Copy the entries word for word, beginning with their first line and continuing through the line that contains "xmin=367 ymin=279 xmax=640 ymax=339", with both of those lines included. Leave the pictures out of your copy.

******

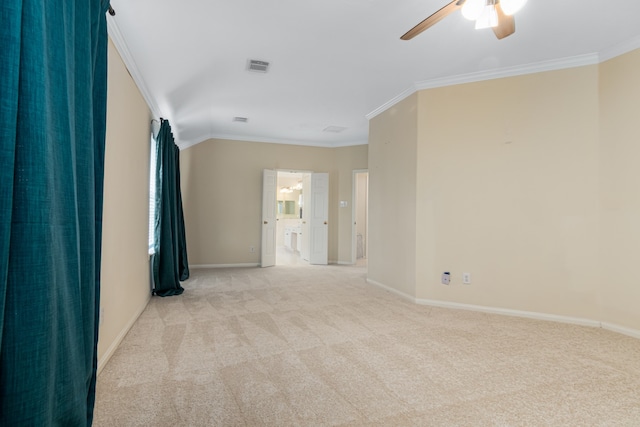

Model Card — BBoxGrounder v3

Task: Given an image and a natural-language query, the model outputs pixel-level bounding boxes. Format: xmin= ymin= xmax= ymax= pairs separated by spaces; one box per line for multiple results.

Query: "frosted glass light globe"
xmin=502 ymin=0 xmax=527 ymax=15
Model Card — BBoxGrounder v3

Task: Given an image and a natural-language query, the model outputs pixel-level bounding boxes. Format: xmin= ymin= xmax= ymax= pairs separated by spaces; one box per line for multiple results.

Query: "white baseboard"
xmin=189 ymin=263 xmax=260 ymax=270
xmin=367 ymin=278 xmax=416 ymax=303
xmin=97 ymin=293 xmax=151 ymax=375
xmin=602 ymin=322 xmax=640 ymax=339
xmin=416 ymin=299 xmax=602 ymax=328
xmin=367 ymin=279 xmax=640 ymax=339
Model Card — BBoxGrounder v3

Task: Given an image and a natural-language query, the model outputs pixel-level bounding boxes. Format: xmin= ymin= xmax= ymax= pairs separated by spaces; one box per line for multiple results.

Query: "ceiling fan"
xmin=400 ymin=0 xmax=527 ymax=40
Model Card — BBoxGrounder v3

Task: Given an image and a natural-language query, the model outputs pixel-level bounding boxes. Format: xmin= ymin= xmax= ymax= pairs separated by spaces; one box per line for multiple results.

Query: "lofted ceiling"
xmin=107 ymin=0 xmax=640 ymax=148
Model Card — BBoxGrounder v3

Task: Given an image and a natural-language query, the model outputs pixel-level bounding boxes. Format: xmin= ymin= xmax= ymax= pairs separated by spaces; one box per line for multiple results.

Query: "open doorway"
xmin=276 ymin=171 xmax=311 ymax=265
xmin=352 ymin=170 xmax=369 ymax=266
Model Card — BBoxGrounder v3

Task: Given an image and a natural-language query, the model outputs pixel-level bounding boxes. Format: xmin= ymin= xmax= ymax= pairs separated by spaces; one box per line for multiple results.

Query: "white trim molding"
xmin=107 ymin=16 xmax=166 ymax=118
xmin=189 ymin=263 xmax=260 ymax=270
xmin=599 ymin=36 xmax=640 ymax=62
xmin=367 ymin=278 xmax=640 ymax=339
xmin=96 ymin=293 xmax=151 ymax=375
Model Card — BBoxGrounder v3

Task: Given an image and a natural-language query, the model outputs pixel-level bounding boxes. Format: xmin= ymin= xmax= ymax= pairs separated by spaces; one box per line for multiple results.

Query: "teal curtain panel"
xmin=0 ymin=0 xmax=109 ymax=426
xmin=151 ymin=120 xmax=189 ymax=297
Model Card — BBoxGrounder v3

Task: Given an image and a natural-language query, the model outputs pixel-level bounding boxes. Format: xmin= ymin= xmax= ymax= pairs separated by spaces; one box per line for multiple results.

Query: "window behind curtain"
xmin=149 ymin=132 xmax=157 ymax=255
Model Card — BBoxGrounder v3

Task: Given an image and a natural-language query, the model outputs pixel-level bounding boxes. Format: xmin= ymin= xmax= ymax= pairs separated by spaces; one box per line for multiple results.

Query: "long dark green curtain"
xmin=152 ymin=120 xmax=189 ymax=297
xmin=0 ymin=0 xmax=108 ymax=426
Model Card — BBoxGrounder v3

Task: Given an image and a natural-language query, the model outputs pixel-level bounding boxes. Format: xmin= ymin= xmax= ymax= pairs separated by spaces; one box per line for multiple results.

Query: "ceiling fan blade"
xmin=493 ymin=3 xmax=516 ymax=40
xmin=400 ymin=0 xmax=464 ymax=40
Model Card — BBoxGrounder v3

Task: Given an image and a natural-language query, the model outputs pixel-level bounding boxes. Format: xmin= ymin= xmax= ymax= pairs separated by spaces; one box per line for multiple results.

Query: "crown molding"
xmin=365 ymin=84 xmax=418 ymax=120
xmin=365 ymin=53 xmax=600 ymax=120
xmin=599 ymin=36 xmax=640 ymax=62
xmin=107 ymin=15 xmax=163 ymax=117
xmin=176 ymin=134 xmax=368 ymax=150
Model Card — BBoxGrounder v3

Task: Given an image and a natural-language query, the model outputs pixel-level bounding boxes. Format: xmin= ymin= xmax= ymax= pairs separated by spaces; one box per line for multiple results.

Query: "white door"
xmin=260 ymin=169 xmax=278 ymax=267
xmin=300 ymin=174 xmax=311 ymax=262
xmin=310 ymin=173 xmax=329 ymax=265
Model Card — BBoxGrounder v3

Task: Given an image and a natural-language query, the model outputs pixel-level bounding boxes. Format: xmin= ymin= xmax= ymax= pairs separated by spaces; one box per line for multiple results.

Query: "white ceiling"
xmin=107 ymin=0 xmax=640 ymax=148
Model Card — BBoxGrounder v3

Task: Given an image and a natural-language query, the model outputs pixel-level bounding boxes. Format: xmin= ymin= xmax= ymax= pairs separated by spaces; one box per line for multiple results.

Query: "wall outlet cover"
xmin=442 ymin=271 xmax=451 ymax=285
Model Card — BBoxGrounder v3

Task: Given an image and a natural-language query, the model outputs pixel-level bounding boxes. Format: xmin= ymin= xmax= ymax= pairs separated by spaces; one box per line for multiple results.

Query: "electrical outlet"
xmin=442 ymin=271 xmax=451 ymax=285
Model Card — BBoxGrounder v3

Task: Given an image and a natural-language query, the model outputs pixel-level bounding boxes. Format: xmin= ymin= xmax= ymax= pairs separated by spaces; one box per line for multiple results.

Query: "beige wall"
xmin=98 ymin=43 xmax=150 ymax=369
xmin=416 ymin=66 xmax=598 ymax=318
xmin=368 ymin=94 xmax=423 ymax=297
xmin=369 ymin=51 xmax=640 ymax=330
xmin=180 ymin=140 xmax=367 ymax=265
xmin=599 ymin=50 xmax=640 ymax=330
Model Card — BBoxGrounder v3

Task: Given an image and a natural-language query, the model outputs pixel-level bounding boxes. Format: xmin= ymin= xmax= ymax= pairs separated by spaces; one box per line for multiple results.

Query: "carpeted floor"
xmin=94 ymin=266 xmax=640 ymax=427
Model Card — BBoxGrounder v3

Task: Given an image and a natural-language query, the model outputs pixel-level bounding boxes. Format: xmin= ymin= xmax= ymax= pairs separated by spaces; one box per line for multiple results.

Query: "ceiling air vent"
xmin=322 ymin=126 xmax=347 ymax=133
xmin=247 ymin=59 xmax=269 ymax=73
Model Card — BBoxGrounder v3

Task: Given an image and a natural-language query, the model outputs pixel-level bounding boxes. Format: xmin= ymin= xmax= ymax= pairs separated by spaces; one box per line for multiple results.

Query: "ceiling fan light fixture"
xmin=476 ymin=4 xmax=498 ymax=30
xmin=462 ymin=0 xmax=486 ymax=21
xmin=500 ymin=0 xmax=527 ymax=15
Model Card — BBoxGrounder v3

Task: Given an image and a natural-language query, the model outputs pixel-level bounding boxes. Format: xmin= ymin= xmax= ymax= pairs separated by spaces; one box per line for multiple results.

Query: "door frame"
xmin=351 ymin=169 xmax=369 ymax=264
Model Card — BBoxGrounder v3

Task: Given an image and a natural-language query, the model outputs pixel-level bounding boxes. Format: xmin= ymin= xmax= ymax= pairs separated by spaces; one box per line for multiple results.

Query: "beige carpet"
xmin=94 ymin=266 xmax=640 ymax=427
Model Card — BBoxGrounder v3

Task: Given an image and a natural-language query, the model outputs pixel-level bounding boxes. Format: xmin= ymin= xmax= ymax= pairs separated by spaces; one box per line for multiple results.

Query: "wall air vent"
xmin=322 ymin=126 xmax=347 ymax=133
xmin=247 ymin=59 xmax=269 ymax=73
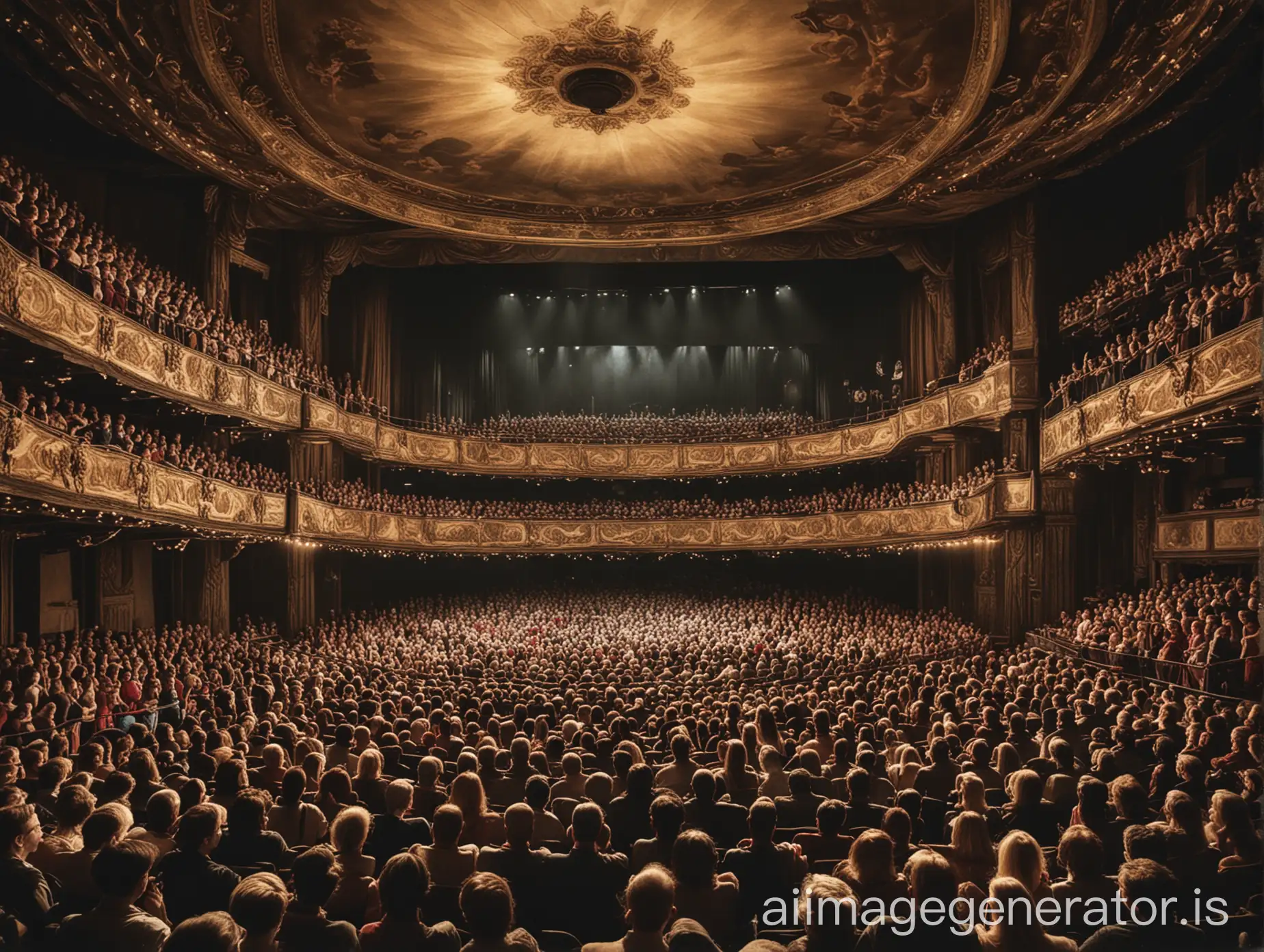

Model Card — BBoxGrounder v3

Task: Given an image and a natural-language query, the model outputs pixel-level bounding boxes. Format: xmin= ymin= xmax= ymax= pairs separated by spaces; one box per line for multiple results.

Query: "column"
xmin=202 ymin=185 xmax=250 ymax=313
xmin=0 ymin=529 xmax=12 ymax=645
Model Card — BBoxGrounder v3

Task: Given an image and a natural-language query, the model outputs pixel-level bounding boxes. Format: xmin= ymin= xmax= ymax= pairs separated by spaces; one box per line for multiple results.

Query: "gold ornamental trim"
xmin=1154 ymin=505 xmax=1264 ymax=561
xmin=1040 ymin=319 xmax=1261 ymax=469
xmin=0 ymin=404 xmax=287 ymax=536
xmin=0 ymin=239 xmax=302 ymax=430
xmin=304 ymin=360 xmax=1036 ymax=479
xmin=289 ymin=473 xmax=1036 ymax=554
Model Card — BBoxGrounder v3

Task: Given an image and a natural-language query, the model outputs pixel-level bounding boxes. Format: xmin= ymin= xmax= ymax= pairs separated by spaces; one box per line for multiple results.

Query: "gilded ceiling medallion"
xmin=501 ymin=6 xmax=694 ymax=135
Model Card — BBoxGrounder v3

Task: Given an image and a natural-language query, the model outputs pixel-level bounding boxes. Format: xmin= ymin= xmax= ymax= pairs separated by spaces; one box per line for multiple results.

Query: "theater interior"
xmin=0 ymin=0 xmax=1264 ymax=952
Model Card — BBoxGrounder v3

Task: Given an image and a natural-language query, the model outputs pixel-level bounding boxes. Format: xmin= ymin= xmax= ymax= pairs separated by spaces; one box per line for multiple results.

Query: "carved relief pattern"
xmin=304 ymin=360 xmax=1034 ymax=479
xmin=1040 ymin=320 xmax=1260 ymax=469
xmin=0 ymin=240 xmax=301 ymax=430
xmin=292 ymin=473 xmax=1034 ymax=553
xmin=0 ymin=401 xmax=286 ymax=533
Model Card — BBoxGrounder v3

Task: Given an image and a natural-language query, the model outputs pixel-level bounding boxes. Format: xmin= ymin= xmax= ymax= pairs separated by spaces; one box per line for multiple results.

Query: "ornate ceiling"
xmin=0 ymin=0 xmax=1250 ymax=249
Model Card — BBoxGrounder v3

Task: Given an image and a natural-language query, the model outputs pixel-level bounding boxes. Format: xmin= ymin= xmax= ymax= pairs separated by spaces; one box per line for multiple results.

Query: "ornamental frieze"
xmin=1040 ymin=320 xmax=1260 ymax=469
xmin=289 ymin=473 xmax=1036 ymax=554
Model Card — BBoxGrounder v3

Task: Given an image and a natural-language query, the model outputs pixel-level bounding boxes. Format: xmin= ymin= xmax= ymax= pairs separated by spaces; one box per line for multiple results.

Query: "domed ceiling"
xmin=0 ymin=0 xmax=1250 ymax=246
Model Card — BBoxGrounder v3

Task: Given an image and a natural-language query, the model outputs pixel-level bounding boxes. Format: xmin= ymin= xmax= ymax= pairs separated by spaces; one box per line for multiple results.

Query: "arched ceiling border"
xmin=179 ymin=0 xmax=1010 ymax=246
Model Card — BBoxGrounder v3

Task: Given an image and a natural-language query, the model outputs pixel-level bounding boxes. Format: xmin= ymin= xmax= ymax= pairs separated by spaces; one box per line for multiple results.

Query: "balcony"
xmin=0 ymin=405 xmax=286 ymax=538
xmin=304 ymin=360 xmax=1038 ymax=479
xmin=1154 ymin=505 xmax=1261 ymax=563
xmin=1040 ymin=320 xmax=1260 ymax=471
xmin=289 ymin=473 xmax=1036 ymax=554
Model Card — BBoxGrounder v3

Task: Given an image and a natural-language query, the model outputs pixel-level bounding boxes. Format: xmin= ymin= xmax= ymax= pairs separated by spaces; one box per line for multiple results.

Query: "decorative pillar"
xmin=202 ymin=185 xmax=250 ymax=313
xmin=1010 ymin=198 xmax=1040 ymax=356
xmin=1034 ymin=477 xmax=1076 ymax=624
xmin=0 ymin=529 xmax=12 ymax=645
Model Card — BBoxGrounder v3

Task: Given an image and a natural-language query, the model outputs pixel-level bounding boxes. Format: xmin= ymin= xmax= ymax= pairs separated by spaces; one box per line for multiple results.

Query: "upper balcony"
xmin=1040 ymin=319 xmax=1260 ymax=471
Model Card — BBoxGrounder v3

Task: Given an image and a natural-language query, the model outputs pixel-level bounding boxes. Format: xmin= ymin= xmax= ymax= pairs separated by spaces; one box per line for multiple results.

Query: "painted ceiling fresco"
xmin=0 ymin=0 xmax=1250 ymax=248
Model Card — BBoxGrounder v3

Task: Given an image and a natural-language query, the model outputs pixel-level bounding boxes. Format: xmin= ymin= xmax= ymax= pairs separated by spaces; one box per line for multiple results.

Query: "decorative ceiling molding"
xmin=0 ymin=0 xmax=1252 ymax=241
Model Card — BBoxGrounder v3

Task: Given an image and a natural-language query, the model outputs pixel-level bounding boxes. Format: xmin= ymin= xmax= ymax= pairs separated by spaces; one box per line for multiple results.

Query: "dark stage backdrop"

******

- Reply -
Model Card — BBoxGrounder v3

Task: Given an image and a natural-language query, the model outputs pixel-level bounding boxes. Format: xmin= ymin= xmax= ymax= pairs separated by spaces; one box per line for multiple results.

Query: "frosted glass light globe"
xmin=502 ymin=0 xmax=527 ymax=15
Model Card — BBoxGrounder v3

Task: Given an image and a natural-language query, the model outputs pixel-level bounding boxes. Format: xmin= ymin= xmax= ymax= pairs separated by spaces; one box per line for multiple results.

Query: "white baseboard"
xmin=189 ymin=263 xmax=260 ymax=270
xmin=367 ymin=278 xmax=416 ymax=303
xmin=97 ymin=293 xmax=151 ymax=375
xmin=602 ymin=322 xmax=640 ymax=339
xmin=416 ymin=299 xmax=602 ymax=328
xmin=367 ymin=279 xmax=640 ymax=339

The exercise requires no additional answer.